TASK OBJECTIVE: Say how many lines in the entries below mention "silhouette", with no other words.

PROVIDED DATA:
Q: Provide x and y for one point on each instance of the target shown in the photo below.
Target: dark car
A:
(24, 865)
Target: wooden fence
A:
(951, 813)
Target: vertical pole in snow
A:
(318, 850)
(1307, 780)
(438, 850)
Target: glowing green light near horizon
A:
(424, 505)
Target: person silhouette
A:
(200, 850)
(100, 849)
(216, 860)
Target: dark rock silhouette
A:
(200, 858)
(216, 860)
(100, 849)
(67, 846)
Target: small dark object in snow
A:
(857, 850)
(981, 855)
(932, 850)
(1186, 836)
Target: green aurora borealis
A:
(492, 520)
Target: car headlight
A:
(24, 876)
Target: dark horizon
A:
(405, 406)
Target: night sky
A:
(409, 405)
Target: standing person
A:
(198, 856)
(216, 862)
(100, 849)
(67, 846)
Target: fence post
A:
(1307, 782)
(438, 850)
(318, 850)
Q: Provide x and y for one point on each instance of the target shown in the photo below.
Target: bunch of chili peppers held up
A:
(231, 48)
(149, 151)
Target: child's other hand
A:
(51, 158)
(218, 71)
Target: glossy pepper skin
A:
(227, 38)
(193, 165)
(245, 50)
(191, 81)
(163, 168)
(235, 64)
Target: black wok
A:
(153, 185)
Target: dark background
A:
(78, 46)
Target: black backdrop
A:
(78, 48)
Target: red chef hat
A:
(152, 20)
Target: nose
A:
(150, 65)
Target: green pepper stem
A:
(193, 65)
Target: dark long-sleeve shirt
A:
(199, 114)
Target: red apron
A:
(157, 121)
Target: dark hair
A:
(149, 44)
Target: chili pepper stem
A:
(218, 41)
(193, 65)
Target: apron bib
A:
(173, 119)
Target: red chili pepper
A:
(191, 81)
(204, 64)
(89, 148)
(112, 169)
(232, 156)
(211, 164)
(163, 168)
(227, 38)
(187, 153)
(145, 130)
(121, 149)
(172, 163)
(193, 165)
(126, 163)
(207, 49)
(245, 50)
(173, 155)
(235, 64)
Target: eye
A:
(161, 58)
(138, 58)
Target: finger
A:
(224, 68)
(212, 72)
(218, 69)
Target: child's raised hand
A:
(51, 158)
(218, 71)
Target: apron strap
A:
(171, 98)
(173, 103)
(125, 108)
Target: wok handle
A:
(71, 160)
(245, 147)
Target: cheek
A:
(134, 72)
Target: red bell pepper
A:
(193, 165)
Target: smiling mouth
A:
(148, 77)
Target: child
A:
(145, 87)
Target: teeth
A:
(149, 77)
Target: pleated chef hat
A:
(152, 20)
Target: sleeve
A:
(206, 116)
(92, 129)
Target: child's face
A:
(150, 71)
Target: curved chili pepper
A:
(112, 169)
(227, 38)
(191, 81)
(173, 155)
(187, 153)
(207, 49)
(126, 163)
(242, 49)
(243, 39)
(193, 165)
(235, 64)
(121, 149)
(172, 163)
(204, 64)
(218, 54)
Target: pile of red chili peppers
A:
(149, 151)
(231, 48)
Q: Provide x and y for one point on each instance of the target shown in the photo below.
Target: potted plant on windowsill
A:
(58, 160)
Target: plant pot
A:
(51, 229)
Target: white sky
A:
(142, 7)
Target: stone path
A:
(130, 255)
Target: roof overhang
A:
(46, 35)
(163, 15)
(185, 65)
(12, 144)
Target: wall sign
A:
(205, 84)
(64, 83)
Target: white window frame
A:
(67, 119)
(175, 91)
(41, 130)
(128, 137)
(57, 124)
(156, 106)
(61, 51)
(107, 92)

TASK RESPONSE: 2